**Aim of the task**:
Copy the listing from its start through the line containing "[(982, 563)]", replacing "Target" with "Label" and leaving everything else unchanged.
──────────
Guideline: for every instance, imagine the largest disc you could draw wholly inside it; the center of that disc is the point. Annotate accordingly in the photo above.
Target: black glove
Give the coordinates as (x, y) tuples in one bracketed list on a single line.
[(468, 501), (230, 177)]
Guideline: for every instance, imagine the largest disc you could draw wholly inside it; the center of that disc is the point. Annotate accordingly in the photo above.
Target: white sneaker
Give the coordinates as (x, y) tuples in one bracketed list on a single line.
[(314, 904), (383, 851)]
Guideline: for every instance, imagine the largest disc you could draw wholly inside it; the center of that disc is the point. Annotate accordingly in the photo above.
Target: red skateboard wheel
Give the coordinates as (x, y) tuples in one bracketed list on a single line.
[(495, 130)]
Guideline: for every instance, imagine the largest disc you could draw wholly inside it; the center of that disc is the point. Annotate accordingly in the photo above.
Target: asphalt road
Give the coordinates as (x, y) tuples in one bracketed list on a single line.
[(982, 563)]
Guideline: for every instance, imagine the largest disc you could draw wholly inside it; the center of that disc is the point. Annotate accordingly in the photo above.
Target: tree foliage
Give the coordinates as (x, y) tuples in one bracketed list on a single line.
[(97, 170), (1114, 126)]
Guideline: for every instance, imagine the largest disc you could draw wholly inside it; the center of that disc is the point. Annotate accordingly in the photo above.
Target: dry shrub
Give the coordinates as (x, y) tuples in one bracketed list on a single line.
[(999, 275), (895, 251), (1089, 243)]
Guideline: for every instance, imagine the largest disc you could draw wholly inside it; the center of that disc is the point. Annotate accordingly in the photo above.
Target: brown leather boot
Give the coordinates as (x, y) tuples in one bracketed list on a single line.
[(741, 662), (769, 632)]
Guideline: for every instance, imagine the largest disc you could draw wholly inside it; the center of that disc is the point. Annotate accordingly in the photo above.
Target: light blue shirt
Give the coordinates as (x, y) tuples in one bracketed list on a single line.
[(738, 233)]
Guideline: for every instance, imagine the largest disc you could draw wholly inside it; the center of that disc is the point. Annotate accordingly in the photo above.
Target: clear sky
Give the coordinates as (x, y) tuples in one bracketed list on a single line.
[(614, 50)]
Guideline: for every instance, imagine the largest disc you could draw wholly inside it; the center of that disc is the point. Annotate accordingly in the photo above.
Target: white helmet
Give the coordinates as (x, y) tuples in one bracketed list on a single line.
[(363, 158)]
──────────
**Worked solution**:
Guideline: for every instance, imagine the largest disc you could draw wholly inside it; the center of that disc is the point. Annotate accordingly in the photo above.
Label: black glove
Give the coordinates as (x, y) tuples in one bracketed list on a single line.
[(468, 501), (230, 177)]
Guideline: for every instance, imagine the largest disc you could draw wholly inside it; the center of that disc is the point. Annotate accordingly in the photo above.
Label: white sneaker
Give the coordinates as (x, y) tuples in one bracketed list on a single line.
[(314, 904), (383, 851)]
Guideline: for every instance, imagine the largest disc you could draw wholly inside it; the center of that disc is the point. Annotate accordingly in the photo above.
Label: red skateboard wheel
Give the coordinates as (x, y) tuples in one bracketed list on a single line.
[(495, 130)]
Guideline: for every instance, imagine the largest disc you could draw wholly inside it; the center of that disc is the point. Annotate accordingly in the photo above.
Label: asphalt road
Give the coordinates as (x, y) tuples in one bracketed list on a single line.
[(982, 563)]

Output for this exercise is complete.